» Source text:
Since 2006, Embrapa has been in charge of coordinating the Network of Nanotechnology Applied to Agribusiness, headquartered at its São Carlos unit and involving 150 researchers from 53 institutions, of whom 14 work for research centers and 39 for universities. Last year, the National Laboratory of Nanotechnology for Agribusiness was instituted, with investments in excess of R$10 million. The funding comes from Finep (the Studies and Projects Finance Agency), CNPq (the National Council for Scientific and Technological Development) and FAPESP. The research lines range from nanobiosensors and electrochemical sensors to monitor processes and products used in crop and livestock farming, to edible nanofilms, the production of fertilizers, pesticides and pharmaceutical products for animals. Researchers from Embrapa Gado de Corte, in Campo Grande (Mato Grosso do Sul state), and from Instrumentação Agropecuária, jointly with the University of São Paulo in São Carlos, are working on nanobiosensors to detect pathogens such as foot and mouth disease and other viruses in animals, as these diseases cause producers major losses.
Another nanotechnology that is directly applicable in the field consists of fertilizers encapsulated within zeolites, a group of minerals with nanometric cavities in their porous structure. “When the fertilizer is added to the soil, its release occurs gradually,” says Marconcini. The objective of the project, which is coordinated by the researcher Alberto Bernardi, from Embrapa Pecuária Sudeste, in São Carlos, is to improve dispersion of nutrients and their absorption by plants. A new research frontier is using nanocomposites based on these materials for the controlled release of fertilizers, a project coordinated by the researcher Cauê Ribeiro, from Embrapa Instrumentação Agropecuária, together with Pecuária Sudeste. “As yet, there’s no product in the market to fertilize the soil and the leaves,” says Marconcini. In the area of leaf fertilizers, the trend points to nanoemulsions. “As the drops are smaller, one uses less of the active principle,” explains Mattoso.
The same nanostructures are used in pesticides already found on the market. “A small one-liter bottle can replace a 20-liter drum of poison,” compares Marconcini. Nanotechnology is also being used to degrade conventional pesticides. One of the technologies that Embrapa is studying is to use catalysts made from titanium oxides and tin, of nanometric size, in conjunction with ultraviolet light, to break down pesticide molecules in water faster.

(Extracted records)
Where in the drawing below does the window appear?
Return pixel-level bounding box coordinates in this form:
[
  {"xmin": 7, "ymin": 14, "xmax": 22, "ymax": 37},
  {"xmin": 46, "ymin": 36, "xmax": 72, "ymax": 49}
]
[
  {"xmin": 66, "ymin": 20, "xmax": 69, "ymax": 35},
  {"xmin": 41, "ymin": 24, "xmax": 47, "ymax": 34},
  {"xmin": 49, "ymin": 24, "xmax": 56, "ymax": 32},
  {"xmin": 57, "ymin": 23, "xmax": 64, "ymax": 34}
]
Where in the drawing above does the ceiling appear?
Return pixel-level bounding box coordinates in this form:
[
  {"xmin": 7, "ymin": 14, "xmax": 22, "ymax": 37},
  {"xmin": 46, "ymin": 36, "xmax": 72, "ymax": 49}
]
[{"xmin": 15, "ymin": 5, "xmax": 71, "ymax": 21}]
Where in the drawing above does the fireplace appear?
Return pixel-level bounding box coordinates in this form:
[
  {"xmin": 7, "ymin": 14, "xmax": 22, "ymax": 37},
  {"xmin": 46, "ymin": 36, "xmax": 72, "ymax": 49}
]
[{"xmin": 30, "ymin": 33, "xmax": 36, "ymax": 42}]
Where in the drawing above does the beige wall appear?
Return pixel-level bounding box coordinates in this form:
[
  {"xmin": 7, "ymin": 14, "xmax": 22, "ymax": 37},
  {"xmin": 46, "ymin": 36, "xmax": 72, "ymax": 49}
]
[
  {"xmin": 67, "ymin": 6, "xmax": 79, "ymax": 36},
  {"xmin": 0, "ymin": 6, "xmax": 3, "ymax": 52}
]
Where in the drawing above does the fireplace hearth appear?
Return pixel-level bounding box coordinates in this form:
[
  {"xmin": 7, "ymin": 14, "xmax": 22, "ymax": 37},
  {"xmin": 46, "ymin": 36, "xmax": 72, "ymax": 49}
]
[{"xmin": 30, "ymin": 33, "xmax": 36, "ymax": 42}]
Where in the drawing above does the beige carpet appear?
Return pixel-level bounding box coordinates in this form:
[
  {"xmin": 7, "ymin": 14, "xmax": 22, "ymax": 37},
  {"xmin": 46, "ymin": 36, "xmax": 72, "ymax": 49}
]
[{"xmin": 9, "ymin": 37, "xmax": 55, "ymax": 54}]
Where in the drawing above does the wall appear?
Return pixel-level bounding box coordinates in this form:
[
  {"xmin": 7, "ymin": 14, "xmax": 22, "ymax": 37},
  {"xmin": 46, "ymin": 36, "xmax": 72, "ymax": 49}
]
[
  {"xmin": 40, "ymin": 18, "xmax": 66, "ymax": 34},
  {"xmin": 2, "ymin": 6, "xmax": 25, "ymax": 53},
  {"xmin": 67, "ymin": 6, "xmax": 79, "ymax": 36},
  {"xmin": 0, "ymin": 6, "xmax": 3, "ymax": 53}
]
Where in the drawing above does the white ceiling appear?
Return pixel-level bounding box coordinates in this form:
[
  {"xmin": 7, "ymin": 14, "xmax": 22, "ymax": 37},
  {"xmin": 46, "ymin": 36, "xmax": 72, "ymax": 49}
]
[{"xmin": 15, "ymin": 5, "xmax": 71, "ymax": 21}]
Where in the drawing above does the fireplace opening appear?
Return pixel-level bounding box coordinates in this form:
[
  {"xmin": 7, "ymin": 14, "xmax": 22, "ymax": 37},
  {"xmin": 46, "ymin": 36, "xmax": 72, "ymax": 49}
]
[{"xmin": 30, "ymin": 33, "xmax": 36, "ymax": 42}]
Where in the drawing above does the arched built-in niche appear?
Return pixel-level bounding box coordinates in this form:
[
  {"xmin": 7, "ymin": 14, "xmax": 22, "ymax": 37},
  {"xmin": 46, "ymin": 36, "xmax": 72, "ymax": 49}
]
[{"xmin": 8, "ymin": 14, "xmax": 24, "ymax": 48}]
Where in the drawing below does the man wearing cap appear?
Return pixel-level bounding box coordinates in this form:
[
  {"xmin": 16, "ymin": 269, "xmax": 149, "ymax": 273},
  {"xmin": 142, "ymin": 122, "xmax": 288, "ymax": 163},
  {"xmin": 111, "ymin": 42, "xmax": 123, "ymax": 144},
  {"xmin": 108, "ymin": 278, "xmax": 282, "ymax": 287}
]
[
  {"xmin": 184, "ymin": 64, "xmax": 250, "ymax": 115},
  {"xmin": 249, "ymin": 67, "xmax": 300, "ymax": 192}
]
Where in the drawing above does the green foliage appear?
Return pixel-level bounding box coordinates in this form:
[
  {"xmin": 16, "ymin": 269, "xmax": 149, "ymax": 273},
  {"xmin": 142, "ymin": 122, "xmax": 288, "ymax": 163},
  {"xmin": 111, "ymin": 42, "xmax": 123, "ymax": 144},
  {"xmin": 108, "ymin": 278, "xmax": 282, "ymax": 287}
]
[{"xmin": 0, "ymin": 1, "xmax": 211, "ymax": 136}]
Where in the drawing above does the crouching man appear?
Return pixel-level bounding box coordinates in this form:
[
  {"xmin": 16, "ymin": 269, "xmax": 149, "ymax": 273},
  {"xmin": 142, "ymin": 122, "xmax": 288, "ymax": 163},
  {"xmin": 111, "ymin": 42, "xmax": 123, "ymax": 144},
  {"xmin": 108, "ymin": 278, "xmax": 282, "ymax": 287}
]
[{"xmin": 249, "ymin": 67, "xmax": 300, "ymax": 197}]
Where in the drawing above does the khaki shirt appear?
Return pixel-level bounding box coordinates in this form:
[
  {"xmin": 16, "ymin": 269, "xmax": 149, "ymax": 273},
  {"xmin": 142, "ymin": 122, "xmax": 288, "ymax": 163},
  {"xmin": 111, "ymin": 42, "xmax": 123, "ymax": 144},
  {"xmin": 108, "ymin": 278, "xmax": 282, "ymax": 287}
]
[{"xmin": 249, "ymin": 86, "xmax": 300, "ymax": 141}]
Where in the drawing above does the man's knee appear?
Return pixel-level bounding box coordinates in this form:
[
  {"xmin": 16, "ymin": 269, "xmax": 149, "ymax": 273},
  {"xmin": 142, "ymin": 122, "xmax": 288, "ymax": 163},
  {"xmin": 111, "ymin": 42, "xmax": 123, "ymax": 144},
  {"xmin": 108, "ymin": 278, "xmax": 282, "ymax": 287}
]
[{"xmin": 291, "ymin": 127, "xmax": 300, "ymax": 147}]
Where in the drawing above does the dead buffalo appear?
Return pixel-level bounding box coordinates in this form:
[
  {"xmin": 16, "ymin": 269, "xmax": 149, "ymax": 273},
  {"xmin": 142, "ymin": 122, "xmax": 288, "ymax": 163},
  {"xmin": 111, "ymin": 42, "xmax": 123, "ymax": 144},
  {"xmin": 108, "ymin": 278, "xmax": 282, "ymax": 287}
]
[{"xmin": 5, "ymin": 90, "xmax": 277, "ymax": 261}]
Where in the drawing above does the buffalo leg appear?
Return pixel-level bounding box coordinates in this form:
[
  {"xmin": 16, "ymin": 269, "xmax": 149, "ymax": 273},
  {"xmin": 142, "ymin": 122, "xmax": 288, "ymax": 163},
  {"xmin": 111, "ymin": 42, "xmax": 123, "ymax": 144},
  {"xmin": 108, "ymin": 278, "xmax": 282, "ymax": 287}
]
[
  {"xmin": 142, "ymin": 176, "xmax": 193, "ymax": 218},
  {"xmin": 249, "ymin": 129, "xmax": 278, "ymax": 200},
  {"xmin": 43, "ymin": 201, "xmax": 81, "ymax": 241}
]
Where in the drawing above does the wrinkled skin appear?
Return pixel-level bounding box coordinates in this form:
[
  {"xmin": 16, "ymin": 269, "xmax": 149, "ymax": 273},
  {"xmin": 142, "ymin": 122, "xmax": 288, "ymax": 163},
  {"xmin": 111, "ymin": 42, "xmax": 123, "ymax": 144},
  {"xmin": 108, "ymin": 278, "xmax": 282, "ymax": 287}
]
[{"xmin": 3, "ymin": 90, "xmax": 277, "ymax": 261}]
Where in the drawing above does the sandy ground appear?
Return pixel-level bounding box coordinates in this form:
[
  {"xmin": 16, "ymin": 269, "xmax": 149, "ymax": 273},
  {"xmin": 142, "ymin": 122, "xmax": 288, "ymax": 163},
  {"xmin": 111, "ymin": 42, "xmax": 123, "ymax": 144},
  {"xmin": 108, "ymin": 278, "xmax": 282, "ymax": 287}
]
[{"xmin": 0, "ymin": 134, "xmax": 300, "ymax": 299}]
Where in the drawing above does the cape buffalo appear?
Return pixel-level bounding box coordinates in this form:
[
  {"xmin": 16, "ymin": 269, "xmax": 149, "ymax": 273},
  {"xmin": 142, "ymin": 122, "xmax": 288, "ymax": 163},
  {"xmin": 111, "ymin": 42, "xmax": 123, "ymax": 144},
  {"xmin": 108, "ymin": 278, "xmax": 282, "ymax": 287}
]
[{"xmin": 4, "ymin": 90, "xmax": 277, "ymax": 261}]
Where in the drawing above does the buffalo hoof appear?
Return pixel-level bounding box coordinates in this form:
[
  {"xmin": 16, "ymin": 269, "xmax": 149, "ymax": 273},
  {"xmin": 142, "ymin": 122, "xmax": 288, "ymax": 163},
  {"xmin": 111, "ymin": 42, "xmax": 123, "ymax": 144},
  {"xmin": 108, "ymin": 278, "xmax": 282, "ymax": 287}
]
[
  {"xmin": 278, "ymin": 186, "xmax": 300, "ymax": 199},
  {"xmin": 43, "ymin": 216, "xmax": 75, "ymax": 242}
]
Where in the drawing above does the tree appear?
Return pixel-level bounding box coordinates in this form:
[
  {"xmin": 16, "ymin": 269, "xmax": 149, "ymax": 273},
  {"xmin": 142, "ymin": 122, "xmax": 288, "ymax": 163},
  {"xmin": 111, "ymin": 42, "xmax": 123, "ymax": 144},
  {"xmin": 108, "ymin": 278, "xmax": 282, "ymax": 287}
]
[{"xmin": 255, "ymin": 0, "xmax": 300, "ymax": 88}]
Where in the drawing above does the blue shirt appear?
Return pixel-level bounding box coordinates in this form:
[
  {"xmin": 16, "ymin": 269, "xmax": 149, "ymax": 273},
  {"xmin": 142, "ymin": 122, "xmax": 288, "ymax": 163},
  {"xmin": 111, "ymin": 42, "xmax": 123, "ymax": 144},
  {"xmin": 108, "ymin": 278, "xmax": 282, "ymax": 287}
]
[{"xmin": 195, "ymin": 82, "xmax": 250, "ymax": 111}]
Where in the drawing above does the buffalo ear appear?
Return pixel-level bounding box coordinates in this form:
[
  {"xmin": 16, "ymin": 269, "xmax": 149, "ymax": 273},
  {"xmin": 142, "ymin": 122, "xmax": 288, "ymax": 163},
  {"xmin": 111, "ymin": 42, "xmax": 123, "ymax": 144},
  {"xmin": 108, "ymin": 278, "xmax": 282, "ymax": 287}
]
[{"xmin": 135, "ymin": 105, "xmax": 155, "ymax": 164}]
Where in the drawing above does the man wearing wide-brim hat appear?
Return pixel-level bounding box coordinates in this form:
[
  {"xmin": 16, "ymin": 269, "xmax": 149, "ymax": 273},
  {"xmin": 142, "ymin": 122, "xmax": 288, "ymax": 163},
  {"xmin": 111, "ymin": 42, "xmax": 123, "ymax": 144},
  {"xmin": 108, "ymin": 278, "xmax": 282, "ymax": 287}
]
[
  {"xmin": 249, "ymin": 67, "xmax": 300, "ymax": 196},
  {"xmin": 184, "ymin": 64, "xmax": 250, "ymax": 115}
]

» What is needed: In the text on nanotechnology in agribusiness, what minerals are fertilizers encapsulated within so that their release into the soil occurs gradually?

» Result for this task: Zeolites, a group of minerals with nanometric cavities in their porous structure.